### Exercise prompt
Please output the records below as a numbered list, one line per item, with blank lines dropped. Leave the pictures out of your answer.

Lines of data:
[start]
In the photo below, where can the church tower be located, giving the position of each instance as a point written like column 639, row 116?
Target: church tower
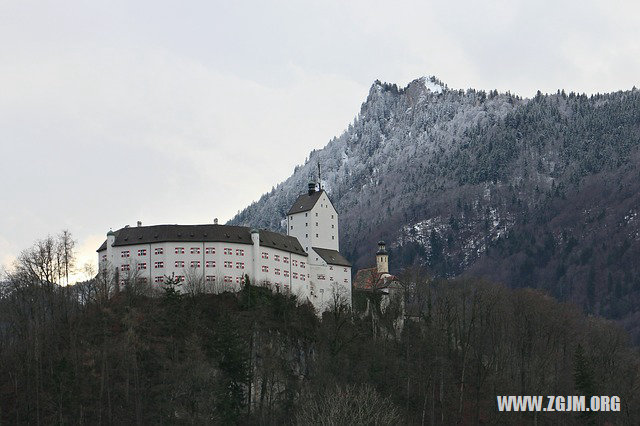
column 382, row 258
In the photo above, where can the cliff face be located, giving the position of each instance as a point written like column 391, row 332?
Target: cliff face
column 540, row 192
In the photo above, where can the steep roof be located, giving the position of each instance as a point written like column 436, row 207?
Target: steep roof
column 200, row 233
column 332, row 257
column 370, row 279
column 305, row 202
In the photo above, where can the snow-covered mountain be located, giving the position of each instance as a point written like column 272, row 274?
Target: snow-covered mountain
column 540, row 192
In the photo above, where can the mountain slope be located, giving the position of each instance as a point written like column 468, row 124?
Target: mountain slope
column 539, row 192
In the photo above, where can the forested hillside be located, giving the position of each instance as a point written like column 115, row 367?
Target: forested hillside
column 93, row 354
column 540, row 192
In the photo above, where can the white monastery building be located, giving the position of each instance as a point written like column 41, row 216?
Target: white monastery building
column 305, row 262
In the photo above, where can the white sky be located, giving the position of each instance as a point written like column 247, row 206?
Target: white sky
column 179, row 112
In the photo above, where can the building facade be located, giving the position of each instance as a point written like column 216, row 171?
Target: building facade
column 306, row 262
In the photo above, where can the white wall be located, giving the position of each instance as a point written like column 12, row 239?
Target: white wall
column 286, row 272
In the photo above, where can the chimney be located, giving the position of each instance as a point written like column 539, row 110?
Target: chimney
column 382, row 258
[end]
### Finished answer
1. In the photo below, where can the church tower be located, giving the position of each instance as a point written like column 639, row 116?
2. Target: church tower
3. column 382, row 258
4. In the photo above, where can the cliff face be located, giving the position of each instance as a point written like column 391, row 332?
5. Target: cliff face
6. column 540, row 192
7. In the photo above, where can the steep roof be located, giving the position of each instance as a point written like column 436, row 207?
8. Target: steep roof
9. column 200, row 233
10. column 332, row 257
11. column 370, row 279
12. column 305, row 202
13. In the photo above, where can the snow-covered mountain be located, giving the position of each instance as a point written like column 272, row 274?
14. Target: snow-covered mountain
15. column 540, row 192
16. In the photo above, where can the mountain slope be located, giving the position of each instance as a point written like column 468, row 124?
17. Target: mountain slope
18. column 539, row 192
19. In the photo above, where can the forested hillside be located, giving the position of each instance as a point written like column 115, row 367?
20. Target: forested hillside
21. column 93, row 354
22. column 540, row 192
23. In the photo above, where can the white monastery building be located, giving the position of each instance as a point written like column 41, row 216?
24. Target: white monastery building
25. column 305, row 262
26. In the photo above, where can the white sky be located, giving the position of each instance as a point written like column 247, row 206?
27. Target: white sky
28. column 179, row 112
29. In the photo above, where can the building facade be located, giving the position of each instance as a point written like column 216, row 171?
30. Target: building facade
31. column 306, row 262
32. In the photo above, where can the white wall be located, giving the position of each instance as a point written like column 12, row 239?
33. Target: white wall
34. column 286, row 272
35. In the photo above, where can the chimney be located, giving the position of each instance as a point written like column 539, row 110?
36. Target: chimney
37. column 382, row 258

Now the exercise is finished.